Stored entries:

___

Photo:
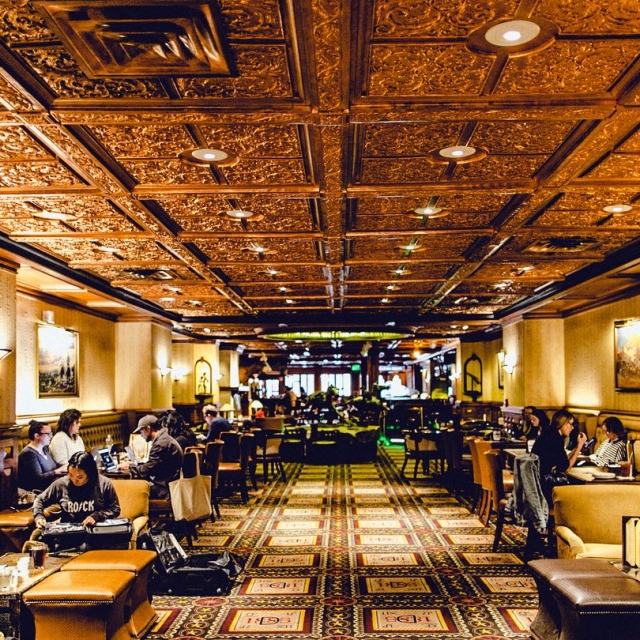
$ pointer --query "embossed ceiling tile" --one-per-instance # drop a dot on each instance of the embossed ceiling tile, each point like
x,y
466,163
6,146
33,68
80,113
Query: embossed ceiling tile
x,y
578,67
167,172
20,24
534,270
436,247
267,171
263,72
508,286
253,273
285,250
399,170
384,273
500,167
143,142
61,73
428,18
255,19
409,139
424,70
36,174
17,144
452,221
521,137
591,16
617,165
256,140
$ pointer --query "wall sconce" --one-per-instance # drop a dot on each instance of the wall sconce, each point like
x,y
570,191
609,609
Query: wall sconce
x,y
509,363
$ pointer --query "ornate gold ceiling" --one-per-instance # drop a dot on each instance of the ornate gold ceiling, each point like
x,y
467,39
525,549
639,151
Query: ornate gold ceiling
x,y
334,113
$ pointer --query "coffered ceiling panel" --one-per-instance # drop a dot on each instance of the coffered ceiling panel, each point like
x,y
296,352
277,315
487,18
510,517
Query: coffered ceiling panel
x,y
324,162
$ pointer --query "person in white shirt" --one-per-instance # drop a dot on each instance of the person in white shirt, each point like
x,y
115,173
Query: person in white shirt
x,y
614,448
66,440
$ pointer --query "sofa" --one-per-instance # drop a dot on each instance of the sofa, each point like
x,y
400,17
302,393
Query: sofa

___

**Task statement:**
What lines above contain the word "like"? Return each such line.

**Reply to the exercise:**
$ pointer --query "embossed ceiling tile" --one-per-instance # drop a dot on each instance of the embossed ceiling tile, each point like
$ pointer --query "wall sconce" --one-per-instance # drop a dot on each instance of the wall sconce, each point like
$ pointer --query "ornate gold ceiling" --one-per-instance # drop a dot on each instance of the ornate gold ceiling, each point like
$ pointer --query "coffered ceiling panel" --one-per-instance # drop a dot on each instance of the coffered ceiling panel, each point like
$ pointer --query "person in white shirt" --one-per-instance # drop a dot on each instance of the person in white shirt, each point like
$ pointer --query "sofa" --one-per-instance # drop a dot on each instance of the sofa, each point like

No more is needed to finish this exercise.